(Extracted information)

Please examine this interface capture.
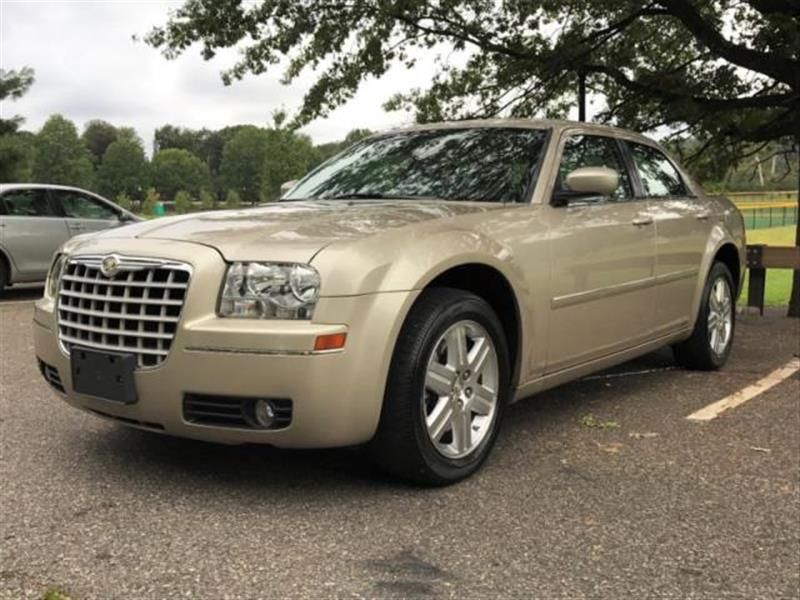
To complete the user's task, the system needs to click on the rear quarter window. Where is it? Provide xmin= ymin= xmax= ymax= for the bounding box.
xmin=0 ymin=189 xmax=54 ymax=216
xmin=628 ymin=143 xmax=688 ymax=197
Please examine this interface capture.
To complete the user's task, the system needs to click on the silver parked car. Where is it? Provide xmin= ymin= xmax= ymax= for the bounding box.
xmin=0 ymin=184 xmax=139 ymax=291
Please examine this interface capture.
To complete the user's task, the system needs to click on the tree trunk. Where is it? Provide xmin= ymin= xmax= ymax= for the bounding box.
xmin=788 ymin=139 xmax=800 ymax=318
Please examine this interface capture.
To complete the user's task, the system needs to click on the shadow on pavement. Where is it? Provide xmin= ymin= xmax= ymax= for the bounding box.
xmin=65 ymin=347 xmax=679 ymax=493
xmin=0 ymin=284 xmax=44 ymax=303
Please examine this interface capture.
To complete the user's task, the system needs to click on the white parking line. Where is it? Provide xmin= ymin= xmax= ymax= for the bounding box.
xmin=686 ymin=357 xmax=800 ymax=422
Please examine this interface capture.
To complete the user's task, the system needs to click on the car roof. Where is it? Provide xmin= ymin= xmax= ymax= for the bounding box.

(End Extracted information)

● Task objective:
The records above are to be repeated exactly, with every picture removed from the copy.

● Exercise response:
Please examine this interface capture.
To complete the user's task, the system needs to click on the rear quarter window. Where is it? Provide xmin= ymin= xmax= ymax= for the bounding box.
xmin=0 ymin=189 xmax=54 ymax=216
xmin=628 ymin=143 xmax=688 ymax=197
Please examine this interface capture.
To complete the user's task, the system needs to click on the silver parked car. Where is it? Provide xmin= ymin= xmax= ymax= for the bounding box.
xmin=0 ymin=184 xmax=139 ymax=291
Please examine this interface capture.
To complete the user's task, the system needs to click on the tree trunk. Where is it? Provide xmin= ymin= xmax= ymax= for the bounding box.
xmin=788 ymin=139 xmax=800 ymax=318
Please examine this interface capture.
To complete the user's task, the system needs to click on the shadow on pavement. Where is it? Provide xmin= ymin= xmax= ymax= for the bounding box.
xmin=65 ymin=347 xmax=679 ymax=493
xmin=0 ymin=284 xmax=44 ymax=303
Please examine this interface capture.
To complete the user's task, the system needs to click on the white parking line. Where is it? Provide xmin= ymin= xmax= ymax= for the bounding box.
xmin=686 ymin=357 xmax=800 ymax=422
Please examine this interface capture.
To complete the user's task, the system needs to click on the car roof. Where is it? Provide xmin= ymin= xmax= ymax= for the bounding box.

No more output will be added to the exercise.